QUOTED PASSAGE:
+ + + + + + +
Daan Delabie earned his M.Sc. degree in Engineering Technology from KU Leuven campus Ghent, Belgium, in 2020, graduating magna cum laude. He started as a researcher at the same institution and became a member of Dramco, a research group covering a broad range of research topics in positioning, wireless communication and power transfer, IoT and embedded systems. In 2021 he started a Ph.D. regarding hybrid RF-acoustic indoor localisation for energy-neutral devices. This Ph.D. is expected to be completed by the end of 2025. His main interests are indoor positioning, acoustic/ultrasonic sensing and signalling and machine learning.
+ + + + + + +
Reproduce the biography of the researcher word for word, everything from "Daan Delabie earned" down to "and machine learning.".

DATA SEGMENT:
+ + + + + + +
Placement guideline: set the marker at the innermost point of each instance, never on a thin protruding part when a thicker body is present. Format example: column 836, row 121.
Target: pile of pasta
+ + + + + + +
EXERCISE ANSWER:
Daan Delabie earned his M.Sc. degree in Engineering Technology from KU Leuven campus Ghent, Belgium, in 2020, graduating magna cum laude. He started as a researcher at the same institution and became a member of Dramco, a research group covering a broad range of research topics in positioning, wireless communication and power transfer, IoT and embedded systems. In 2021 he started a Ph.D. regarding hybrid RF-acoustic indoor localisation for energy-neutral devices. This Ph.D. is expected to be completed by the end of 2025. His main interests are indoor positioning, acoustic/ultrasonic sensing and signalling and machine learning.